### EXERCISE AIM
Render the listing below as a CSV with the two columns text and reply. Give one row for each piece of wording with its answer beside it, quote every field, and replace any line breaks inside a field with spaces.

### DATA TO USE

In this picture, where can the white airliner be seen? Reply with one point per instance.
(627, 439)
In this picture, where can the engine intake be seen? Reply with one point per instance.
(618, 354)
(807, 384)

### OUTPUT
text,reply
"In this picture, where can the white airliner be seen? Reply with one point per instance.","(627, 439)"
"In this picture, where can the engine intake be seen? Reply with one point per instance.","(618, 354) (807, 384)"